Extrait du texte:

----------------

J'ai eu beaucoup de mal à écrire cet avis, à mettre mes idées en ordre, je suis d'avance désolée si c'est un peu confus et que ça part dans tous les sens.
Il y a trente ans,
Beata Umubyeyi Mairesse échappe à la mort avec sa mère. Elle est une adolescente qu'on extirpe de l'enfance par la violence des hommes. Elles passent la frontière grâce à une opération de sauvetage menée par des humanitaires : un convoi, Terre des Hommes.
Depuis trente ans,
Beata Umubyeyi Mairesse est une survivante tutsi.
Après avoir écrit plusieurs fictions qu'elle définit inspirées de faits réels mais avec la lucidité de créer une mise à distance autant pour elle, autrice que pour son lecteur,
Beata Umubyeyi Mairesse, se lance dans un processus d'écriture de reconstitution de la vérité des victimes du génocide des Tutsi qui a eu lieu en 1994 au Rwanda.
Intervenant régulièrement pour de la sensibilisation et de la prévention, pour « raconter son histoire », la légitimité de son statut de survivante est souvent remise en cause, parfois avec même avec négation, comme cette éditrice qui lui rappelle avec un racisme décomplexé comme on en voit encore trop, qu'il y a déjà une écrivaine rwandaise dans la sphère littéraire française…comme s'il n'y avait pas de place pour d'autres écrivains et écrivaines africains.
Au détour d'une conversation, des amis lui rappellent qu'ils les ont vues, elle et sa mère, dans un reportage diffusé sur la BBC. Point de départ d'une longue investigation pour retrouver ce documentaire qui l'a mène à se souvenir, à définir ce qu'est une survivante, une victime et à rendre hommage à l'importance de leurs parole. Elle retrouve des photographies de ceux et celles qui ont pensées, organisées, aidées aux passages des convois de la vie.
Beata Umubyeyi Mairesse s'interroge sur la forme du récit, sur les assignations et les injonctions paradoxales des uns et des autres dont elle ne sait quoi faire. À sa légitimité en tant que rescapée privilégiée. Parce qu'il est nécessaire de rappeler qu'il est essentiel de raconter pour préserver la mémoire.
La force de ce récit est autant dans la démarche que dans les intentions : remettre au coeur du récit la parole des victimes du génocide des Tutsi. S'interroger sur les conséquences traumatiques d'un récit, raconter une histoire collective tout autant qu'intime. D'ailleurs, tout au long du récit qu'elle déroule avec énormément d'émotion et de courage, elle ne peut pas cesser de s'interroger sur les liens avec le génocide de la Shoah ! Et mettre en lien et opposition les Convois de la mort à ceux des Convois de la Vie.
L'emploi du Je, de la premier personne, écrit son passé au présent pour abolir les distances entre la jeune d'aujourd'hui et l'adolescente du passé.

----------------

Données de travail:
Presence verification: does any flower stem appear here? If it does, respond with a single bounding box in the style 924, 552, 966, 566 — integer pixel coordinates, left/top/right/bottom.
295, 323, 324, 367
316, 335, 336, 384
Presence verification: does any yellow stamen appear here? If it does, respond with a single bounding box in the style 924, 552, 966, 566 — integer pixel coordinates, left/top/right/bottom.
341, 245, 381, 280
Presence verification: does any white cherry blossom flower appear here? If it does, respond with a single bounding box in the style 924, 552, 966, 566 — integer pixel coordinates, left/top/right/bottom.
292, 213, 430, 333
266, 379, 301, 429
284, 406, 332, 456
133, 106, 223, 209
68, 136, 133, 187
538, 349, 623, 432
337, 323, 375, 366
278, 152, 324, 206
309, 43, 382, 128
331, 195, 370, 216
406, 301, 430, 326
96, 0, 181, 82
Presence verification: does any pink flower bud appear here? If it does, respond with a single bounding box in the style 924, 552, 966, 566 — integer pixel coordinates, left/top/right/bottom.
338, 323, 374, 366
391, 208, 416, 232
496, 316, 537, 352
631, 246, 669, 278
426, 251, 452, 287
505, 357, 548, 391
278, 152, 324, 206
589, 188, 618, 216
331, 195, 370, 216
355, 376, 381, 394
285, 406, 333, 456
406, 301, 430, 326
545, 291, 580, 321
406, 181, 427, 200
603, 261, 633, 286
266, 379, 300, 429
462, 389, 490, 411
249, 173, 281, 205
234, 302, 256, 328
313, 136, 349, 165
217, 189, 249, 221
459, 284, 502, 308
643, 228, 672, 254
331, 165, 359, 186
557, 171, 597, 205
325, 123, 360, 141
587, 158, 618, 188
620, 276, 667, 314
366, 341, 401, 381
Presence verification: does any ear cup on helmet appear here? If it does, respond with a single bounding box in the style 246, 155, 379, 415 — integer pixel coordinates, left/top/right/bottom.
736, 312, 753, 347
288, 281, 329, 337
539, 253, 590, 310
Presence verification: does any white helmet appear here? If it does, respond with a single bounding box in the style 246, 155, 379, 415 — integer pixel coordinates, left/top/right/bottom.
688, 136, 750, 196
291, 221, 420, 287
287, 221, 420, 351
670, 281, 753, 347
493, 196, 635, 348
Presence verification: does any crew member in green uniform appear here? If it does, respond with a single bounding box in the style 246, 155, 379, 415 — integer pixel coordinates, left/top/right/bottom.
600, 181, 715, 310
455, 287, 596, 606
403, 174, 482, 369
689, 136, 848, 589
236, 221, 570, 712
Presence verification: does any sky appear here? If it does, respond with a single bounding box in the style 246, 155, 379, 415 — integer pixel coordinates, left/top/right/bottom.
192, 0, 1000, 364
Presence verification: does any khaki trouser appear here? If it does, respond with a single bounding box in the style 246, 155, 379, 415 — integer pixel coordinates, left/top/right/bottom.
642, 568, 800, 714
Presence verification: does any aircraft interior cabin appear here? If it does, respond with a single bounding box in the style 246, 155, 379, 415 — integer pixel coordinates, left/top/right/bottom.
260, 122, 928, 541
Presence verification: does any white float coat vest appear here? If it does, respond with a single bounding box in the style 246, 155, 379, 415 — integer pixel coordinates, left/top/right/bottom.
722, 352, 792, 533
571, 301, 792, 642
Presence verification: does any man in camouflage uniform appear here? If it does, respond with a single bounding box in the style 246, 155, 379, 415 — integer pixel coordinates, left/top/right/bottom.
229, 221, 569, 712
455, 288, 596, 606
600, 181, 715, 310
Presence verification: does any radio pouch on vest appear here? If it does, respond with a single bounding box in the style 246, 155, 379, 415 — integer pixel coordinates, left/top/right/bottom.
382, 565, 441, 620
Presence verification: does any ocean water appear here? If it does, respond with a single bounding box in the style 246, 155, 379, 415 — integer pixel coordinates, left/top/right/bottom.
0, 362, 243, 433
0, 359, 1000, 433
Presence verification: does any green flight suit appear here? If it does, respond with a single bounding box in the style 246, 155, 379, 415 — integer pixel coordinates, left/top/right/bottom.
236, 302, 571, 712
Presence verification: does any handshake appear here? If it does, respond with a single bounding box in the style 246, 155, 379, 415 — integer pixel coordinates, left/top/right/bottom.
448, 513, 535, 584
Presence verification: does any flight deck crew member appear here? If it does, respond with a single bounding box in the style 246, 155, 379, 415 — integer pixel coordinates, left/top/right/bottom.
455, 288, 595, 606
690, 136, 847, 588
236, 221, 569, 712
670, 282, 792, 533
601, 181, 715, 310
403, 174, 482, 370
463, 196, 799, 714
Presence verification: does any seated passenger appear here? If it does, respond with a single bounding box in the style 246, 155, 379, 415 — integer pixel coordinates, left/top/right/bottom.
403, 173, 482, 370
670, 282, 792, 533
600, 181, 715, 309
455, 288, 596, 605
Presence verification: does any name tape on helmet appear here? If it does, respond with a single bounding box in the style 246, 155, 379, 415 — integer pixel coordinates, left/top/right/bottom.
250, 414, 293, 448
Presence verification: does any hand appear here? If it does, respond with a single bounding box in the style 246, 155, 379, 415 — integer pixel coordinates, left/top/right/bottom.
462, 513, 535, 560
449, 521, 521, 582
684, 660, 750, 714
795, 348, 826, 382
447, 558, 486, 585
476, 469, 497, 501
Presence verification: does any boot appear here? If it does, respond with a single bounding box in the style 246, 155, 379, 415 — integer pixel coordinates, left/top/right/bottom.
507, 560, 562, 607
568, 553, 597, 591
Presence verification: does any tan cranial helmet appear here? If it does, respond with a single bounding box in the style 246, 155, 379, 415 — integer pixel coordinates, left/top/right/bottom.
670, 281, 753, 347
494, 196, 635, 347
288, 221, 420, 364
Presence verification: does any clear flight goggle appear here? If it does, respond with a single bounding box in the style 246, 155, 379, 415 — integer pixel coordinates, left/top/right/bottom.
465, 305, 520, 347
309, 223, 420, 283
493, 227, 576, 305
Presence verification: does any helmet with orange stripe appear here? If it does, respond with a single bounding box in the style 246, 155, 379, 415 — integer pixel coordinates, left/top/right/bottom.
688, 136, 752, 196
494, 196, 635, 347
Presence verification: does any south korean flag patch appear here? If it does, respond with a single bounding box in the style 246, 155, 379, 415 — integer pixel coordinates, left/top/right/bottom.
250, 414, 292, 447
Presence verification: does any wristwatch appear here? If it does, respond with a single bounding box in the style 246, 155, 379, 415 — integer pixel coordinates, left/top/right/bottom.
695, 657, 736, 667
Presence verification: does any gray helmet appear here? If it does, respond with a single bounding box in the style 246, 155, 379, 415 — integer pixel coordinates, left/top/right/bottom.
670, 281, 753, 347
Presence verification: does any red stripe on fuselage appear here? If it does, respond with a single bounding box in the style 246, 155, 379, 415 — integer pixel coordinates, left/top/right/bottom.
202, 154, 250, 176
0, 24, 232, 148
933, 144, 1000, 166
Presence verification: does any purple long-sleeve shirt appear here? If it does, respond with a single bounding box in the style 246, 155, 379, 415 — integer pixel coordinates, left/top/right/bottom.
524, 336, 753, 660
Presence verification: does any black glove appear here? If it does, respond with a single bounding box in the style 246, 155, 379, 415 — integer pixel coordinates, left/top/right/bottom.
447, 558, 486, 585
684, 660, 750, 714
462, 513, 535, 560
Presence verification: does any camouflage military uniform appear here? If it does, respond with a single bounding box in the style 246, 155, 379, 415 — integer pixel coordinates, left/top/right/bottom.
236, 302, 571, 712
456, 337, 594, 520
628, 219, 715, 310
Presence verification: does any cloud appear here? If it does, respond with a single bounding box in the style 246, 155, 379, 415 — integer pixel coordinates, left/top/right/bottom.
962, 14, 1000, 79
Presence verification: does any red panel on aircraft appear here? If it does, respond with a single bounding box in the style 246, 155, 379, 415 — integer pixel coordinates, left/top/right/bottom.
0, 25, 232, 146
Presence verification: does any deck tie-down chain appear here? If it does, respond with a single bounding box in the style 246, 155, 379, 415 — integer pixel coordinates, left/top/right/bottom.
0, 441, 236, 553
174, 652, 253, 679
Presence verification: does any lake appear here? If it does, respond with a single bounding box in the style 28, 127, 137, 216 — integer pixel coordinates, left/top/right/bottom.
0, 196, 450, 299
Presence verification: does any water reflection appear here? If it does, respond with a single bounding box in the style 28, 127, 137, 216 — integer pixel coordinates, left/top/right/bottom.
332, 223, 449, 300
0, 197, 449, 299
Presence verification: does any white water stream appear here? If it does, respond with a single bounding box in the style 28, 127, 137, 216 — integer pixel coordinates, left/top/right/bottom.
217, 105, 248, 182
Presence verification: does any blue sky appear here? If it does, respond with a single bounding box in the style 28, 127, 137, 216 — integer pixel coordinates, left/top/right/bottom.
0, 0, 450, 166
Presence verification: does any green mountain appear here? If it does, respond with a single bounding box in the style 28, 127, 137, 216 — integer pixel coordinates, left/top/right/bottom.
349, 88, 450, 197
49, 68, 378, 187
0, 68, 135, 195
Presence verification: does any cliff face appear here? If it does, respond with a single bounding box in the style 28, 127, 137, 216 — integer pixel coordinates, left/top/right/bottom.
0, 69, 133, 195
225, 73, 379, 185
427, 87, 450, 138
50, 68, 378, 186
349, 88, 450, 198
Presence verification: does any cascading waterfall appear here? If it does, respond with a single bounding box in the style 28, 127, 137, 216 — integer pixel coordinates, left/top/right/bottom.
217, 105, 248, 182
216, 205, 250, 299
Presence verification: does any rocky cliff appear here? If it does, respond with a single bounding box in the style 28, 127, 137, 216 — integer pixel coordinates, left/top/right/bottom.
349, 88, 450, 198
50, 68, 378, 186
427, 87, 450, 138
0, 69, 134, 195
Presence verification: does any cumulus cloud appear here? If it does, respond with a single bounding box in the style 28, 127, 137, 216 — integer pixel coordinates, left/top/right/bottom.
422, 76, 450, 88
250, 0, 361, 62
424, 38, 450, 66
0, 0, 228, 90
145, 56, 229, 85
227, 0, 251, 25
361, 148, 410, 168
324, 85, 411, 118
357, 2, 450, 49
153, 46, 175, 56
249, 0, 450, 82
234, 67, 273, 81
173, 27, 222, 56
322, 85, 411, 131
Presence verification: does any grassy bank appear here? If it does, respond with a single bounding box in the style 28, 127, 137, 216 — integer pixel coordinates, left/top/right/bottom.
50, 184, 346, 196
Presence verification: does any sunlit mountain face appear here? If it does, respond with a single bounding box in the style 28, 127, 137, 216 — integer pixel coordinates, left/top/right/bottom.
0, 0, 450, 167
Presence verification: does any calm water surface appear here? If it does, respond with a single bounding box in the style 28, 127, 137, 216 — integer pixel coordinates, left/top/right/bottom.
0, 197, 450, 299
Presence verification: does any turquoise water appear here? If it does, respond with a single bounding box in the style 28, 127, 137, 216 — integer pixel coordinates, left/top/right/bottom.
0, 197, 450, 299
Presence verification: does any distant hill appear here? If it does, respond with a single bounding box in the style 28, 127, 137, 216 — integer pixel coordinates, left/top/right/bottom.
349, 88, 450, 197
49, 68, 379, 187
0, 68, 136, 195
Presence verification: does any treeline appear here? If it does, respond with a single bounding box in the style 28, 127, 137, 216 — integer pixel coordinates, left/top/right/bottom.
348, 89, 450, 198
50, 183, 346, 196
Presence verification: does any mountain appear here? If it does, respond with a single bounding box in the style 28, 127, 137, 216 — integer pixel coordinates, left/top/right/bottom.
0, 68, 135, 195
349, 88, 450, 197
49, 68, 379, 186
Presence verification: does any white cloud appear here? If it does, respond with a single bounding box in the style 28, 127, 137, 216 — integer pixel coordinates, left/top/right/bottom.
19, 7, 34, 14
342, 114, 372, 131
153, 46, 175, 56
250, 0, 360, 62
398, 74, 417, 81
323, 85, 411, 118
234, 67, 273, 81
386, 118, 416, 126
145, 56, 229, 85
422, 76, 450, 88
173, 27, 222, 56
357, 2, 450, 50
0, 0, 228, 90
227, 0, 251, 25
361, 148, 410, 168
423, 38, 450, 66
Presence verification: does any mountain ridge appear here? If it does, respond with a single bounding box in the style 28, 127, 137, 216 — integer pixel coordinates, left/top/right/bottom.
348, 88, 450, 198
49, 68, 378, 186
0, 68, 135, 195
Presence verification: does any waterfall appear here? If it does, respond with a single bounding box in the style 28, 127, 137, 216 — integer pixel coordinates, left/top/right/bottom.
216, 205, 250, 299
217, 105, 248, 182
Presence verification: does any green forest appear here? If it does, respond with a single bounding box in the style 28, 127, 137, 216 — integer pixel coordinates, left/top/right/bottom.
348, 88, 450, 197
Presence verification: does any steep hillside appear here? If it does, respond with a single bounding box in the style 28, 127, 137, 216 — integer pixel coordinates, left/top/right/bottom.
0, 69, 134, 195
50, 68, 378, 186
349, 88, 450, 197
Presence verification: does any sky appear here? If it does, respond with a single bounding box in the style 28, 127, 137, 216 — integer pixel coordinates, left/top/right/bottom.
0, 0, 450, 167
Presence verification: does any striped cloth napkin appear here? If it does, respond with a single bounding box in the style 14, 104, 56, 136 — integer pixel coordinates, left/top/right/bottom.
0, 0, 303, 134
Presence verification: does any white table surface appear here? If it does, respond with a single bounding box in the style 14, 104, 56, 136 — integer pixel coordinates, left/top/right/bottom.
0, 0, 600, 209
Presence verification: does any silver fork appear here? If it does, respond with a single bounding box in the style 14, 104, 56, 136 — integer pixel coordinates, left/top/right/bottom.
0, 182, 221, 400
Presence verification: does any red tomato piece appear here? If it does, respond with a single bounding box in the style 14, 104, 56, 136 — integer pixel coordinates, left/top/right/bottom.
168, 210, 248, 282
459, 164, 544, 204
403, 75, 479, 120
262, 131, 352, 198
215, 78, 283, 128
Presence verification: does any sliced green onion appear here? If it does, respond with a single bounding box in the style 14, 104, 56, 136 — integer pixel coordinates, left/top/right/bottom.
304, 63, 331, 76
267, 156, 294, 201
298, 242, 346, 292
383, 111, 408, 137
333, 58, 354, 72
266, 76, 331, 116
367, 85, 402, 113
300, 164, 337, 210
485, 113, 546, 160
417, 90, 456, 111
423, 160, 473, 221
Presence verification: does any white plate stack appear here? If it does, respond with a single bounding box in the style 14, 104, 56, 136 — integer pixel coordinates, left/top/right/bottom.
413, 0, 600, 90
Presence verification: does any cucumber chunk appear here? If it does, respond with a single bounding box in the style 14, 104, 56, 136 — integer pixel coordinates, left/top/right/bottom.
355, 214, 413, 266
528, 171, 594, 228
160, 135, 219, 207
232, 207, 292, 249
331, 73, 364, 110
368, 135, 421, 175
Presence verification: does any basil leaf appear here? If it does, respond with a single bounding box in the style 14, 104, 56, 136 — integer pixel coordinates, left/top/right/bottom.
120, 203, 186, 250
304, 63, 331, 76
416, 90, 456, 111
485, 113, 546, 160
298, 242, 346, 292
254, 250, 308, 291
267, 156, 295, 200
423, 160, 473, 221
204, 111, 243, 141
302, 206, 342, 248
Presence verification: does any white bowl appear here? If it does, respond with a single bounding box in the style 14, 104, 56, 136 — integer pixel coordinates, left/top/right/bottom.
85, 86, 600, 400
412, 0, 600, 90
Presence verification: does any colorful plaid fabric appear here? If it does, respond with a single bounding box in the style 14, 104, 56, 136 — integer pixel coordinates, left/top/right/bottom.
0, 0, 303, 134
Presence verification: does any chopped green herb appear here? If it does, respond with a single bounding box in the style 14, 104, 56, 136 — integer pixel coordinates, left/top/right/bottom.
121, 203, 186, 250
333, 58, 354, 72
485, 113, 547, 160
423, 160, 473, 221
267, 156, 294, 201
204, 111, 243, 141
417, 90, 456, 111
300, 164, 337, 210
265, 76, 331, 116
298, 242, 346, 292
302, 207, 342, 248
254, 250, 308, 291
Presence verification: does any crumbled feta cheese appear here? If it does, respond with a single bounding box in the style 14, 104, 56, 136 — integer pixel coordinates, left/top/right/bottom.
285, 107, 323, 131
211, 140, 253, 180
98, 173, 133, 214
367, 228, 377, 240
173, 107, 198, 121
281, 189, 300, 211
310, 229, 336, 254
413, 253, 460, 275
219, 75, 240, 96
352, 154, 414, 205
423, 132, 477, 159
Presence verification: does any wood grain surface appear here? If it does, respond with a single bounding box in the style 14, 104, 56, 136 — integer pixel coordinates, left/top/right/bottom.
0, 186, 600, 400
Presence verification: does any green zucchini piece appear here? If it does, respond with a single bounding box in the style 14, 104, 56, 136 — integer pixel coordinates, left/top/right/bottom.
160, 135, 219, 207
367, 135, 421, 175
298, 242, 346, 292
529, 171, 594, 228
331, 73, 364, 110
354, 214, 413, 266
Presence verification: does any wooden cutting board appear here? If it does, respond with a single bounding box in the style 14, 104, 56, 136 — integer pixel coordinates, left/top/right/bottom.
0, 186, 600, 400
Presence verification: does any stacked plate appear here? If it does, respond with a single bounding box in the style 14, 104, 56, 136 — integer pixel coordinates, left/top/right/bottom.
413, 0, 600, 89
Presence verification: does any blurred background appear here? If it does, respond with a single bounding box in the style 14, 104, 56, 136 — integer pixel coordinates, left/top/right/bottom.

----------------

Énoncé A:
D'après l'avis sur le récit de Beata Umubyeyi Mairesse, en quelle année a eu lieu le génocide des Tutsi au Rwanda ?
Énoncé B:
Reprenez sous forme de liste numérotée, sans les lignes vides, le passage des enregistrements qui s'ouvre sur la ligne contenant « Presence verification: does any white helmet » et se ferme sur celle contenant « 493, 196, 635, 348 », ces deux lignes comprises.
Le texte et les enregistrements forment deux ensembles indépendants.

Réponse complète A:
En 1994.

Réponse complète B:
1. Presence verification: does any white helmet appear here? If it does, respond with a single bounding box in the style 246, 155, 379, 415 — integer pixel coordinates, left/top/right/bottom.
2. 688, 136, 750, 196
3. 291, 221, 420, 287
4. 287, 221, 420, 351
5. 670, 281, 753, 347
6. 493, 196, 635, 348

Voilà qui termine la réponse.